◆ Quoted passage:
★ ★ ★ ★
2020 was an interesting year in many ways including all things taxes… I mean, we paid $0 in income tax (again) on ~$143k income.
This was in part because dividends and blog revenue were lower due to COVID-19, which is a bummer. But it is also because we welcomed another child tax credit into the family, which is nice. Plus, he’s kinda cute.
But that’s not all… for all of you tax aficionados, this year’s tax return offers some good examples of both short and long term tax minimization, including use of the Foreign Earned Income Exclusion, the Child Tax Credit (with phase out), capital gain harvesting, Roth conversions, the Foreign Tax Credit (on International equities), and more.
But after ~7 years of the stock market trending upward and the conscious decision to spend more, in early 2019 we took some money off the table (sold stocks / bought bonds.) When literally everything went to hell due to COVID-19, we sold most of those bonds to buy stock and increase our cash cushion.
Now, this is what our portfolio looks like in 2021.
2020 was our 8th full year of “retirement.” While much of the world seemed a bit more chaotic than usual, we were fortunate to be largely sheltered from any abnormality.
We had a pretty good year – we started with a big ski trip to Japan (Jr’s 1st), traveled a bunch locally, had a baby, and joined a country club. We also upscaled our housing, our taxes, and our domestic staff.
These things were not inexpensive, but even so our spending was no higher than our most profligate travel years (just 3x our 1st year.)
★ ★ ★ ★
◆ Data extracts:
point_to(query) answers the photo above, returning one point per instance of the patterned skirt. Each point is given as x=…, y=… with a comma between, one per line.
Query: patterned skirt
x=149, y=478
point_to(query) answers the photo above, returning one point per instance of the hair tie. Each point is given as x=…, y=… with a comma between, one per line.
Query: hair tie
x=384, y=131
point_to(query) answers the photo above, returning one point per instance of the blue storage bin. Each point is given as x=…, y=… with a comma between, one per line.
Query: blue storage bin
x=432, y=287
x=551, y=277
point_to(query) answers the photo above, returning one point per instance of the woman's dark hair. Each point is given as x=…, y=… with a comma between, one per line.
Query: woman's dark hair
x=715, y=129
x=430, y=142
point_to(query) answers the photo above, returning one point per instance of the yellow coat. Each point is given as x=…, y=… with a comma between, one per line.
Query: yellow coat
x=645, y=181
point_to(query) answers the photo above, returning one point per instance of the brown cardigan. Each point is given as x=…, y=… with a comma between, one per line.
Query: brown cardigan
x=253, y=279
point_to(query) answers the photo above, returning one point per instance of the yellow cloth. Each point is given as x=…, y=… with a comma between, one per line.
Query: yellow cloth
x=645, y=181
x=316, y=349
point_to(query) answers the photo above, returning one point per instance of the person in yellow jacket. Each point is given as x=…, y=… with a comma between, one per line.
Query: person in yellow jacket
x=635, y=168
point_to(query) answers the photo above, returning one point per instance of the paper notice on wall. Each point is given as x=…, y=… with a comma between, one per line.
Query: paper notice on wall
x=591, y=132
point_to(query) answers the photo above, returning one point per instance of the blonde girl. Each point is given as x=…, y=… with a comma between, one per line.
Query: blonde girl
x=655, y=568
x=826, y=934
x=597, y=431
★ ★ ★ ★
◆ Task description: Please copy the passage on 2020 taxes above word for word, from "2020 was our" to "from any abnormality.".

◆ Answer to this problem:
2020 was our 8th full year of “retirement.” While much of the world seemed a bit more chaotic than usual, we were fortunate to be largely sheltered from any abnormality.